Each record is to be transcribed exactly.

______________________________

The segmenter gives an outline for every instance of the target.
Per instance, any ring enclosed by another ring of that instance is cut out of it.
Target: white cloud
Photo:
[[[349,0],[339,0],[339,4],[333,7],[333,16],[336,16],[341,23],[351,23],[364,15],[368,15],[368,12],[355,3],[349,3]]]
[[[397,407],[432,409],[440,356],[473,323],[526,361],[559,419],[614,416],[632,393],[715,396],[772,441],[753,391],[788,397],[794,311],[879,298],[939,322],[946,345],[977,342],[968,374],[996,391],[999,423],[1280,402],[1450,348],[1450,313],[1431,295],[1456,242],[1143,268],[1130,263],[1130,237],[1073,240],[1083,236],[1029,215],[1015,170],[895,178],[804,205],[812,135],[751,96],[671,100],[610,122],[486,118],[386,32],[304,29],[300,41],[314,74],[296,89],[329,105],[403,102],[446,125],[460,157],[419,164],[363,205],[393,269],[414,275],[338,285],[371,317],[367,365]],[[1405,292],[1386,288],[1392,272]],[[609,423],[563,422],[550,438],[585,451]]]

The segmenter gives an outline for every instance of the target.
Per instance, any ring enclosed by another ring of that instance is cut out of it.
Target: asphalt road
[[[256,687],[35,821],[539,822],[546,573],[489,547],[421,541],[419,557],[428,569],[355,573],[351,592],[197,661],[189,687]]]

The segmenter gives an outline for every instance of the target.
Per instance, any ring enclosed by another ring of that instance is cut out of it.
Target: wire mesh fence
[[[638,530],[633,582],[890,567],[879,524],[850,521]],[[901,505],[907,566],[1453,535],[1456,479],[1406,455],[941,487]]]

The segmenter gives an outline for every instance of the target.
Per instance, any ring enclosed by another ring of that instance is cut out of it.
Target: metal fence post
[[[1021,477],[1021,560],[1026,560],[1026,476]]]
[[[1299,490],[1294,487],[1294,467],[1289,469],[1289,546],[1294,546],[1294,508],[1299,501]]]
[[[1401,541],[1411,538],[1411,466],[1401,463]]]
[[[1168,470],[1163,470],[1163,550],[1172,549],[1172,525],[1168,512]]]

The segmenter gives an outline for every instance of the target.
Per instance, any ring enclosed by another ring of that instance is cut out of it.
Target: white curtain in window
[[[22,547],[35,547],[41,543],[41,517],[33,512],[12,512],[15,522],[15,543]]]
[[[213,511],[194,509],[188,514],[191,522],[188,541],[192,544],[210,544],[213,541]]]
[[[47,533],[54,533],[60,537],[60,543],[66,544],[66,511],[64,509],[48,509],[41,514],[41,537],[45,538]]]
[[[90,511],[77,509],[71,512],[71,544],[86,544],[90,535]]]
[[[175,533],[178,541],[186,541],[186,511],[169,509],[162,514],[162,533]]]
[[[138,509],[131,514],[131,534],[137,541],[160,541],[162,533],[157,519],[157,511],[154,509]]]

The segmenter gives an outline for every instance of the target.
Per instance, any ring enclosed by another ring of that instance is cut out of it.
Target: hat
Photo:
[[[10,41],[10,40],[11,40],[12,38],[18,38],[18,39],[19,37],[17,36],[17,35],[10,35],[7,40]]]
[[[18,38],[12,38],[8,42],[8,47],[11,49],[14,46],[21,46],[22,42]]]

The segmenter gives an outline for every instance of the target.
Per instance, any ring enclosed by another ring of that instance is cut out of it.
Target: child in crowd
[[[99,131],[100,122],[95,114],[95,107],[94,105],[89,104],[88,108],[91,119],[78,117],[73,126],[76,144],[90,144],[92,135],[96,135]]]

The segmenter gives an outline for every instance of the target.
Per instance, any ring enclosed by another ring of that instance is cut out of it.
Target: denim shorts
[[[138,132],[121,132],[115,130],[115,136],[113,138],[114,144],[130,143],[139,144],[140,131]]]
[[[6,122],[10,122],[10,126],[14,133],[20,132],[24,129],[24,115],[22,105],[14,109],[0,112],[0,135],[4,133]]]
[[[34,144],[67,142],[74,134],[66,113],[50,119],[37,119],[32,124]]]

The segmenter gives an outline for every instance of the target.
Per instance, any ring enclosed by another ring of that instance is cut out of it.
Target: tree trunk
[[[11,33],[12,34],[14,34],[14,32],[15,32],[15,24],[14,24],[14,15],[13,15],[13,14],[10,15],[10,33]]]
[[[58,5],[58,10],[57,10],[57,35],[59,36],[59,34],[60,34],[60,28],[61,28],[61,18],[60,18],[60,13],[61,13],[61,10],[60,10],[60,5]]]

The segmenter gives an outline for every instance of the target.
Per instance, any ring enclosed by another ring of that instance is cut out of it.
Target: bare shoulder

______________________________

## Written solution
The segmenter gives an outline for every instance of the target.
Per instance, any ring enclosed by another ring of that instance is cut out of it.
Target: white cloud
Photo:
[[[349,0],[339,0],[339,4],[333,7],[333,16],[336,16],[341,23],[351,23],[364,15],[368,15],[368,12],[355,3],[349,3]]]
[[[397,407],[432,409],[440,356],[473,323],[526,361],[559,419],[614,416],[632,393],[715,396],[772,441],[753,391],[788,397],[794,311],[879,298],[939,322],[946,345],[977,342],[968,374],[996,391],[999,423],[1280,402],[1450,348],[1450,313],[1431,295],[1456,242],[1143,268],[1130,263],[1130,237],[1073,240],[1083,236],[1029,215],[1015,170],[895,178],[804,205],[812,135],[751,96],[671,100],[610,122],[486,118],[386,32],[304,29],[300,41],[314,74],[296,89],[329,105],[403,102],[446,125],[460,157],[419,164],[363,205],[393,269],[414,275],[338,285],[371,317],[367,365]],[[1405,292],[1386,288],[1392,272]],[[609,423],[563,422],[550,438],[585,451]]]

The segmenter gives an outline for every instance of the target.
Per instance, any ring enclosed by another ring of that instance is cut out of it.
Target: asphalt road
[[[256,687],[35,821],[539,822],[546,573],[489,547],[421,541],[419,557],[428,569],[355,573],[351,592],[197,661],[189,687]]]

The segmenter gives an outline for every instance of the target.
Per instance, any ring enclosed by another ring of that instance is cut out of it.
Target: wire mesh fence
[[[638,530],[633,582],[890,567],[879,524],[850,521]],[[901,505],[907,566],[1453,535],[1456,479],[1406,455],[941,487]]]

The segmenter gives an outline for every instance of the target.
Per instance, any ring enclosed by another ring of that instance is cut out of it.
Target: metal fence post
[[[1021,477],[1021,560],[1026,560],[1026,476]]]
[[[1299,490],[1294,487],[1294,467],[1289,469],[1289,546],[1294,546],[1294,508],[1299,501]]]
[[[1401,541],[1411,538],[1411,466],[1401,463]]]
[[[1168,470],[1163,470],[1163,550],[1172,549],[1172,525],[1168,512]]]

The segmenter gives an outline for every instance of the target.
Per instance, any ring enclosed by another ring of that instance is cut out of it.
Target: white curtain in window
[[[22,547],[35,547],[41,543],[41,517],[33,512],[12,512],[15,522],[15,543]]]
[[[213,511],[194,509],[188,514],[191,522],[188,541],[192,544],[210,544],[213,541]]]
[[[47,533],[54,533],[60,537],[60,543],[66,544],[66,511],[64,509],[48,509],[41,514],[41,537],[45,538]]]
[[[90,511],[77,509],[71,512],[71,544],[86,544],[90,535]]]
[[[175,533],[178,541],[186,541],[186,511],[169,509],[162,514],[162,533]]]
[[[138,509],[131,514],[131,534],[137,541],[160,541],[162,533],[157,519],[157,511],[154,509]]]

The segmenter gives an outline for every instance of the target.
Per instance, any ring enclosed by another ring of that instance is cut out of it.
Target: hat
Photo:
[[[10,41],[10,40],[11,40],[12,38],[18,38],[18,39],[19,37],[17,36],[17,35],[10,35],[7,40]]]
[[[18,38],[12,38],[8,42],[8,47],[11,49],[14,46],[21,46],[22,42]]]

The segmenter gives an outline for every instance of the target.
Per instance, any ring enclosed by another ring of that instance is cut out of it.
Target: child in crowd
[[[99,131],[100,122],[95,114],[95,107],[94,105],[89,104],[88,108],[91,119],[78,117],[73,126],[76,144],[90,144],[92,135],[96,135]]]

The segmenter gives an outline for every instance of the target.
Per instance, any ring enclosed by another ring of that instance is cut out of it.
Target: denim shorts
[[[138,132],[121,132],[115,130],[115,136],[113,138],[114,144],[130,143],[139,144],[140,131]]]
[[[6,122],[10,122],[10,126],[14,133],[20,132],[24,129],[24,115],[22,105],[14,109],[0,112],[0,135],[4,133]]]
[[[34,144],[67,142],[74,134],[66,113],[50,119],[37,119],[32,124]]]

The segmenter gives an outline for every instance of the target.
Per instance, any ring enclosed by another ring of that instance is cut out of it.
Target: tree trunk
[[[11,33],[12,34],[14,34],[14,32],[15,32],[15,24],[14,24],[14,15],[13,15],[13,14],[10,15],[10,33]]]
[[[58,5],[58,10],[57,10],[57,35],[59,36],[59,34],[60,34],[60,28],[61,28],[61,18],[60,18],[60,13],[61,13],[61,10],[60,10],[60,5]]]

The segmenter gives an outline for every instance of the target.
Per instance, any ring enclosed by another ring of that instance is cut out of it.
Target: bare shoulder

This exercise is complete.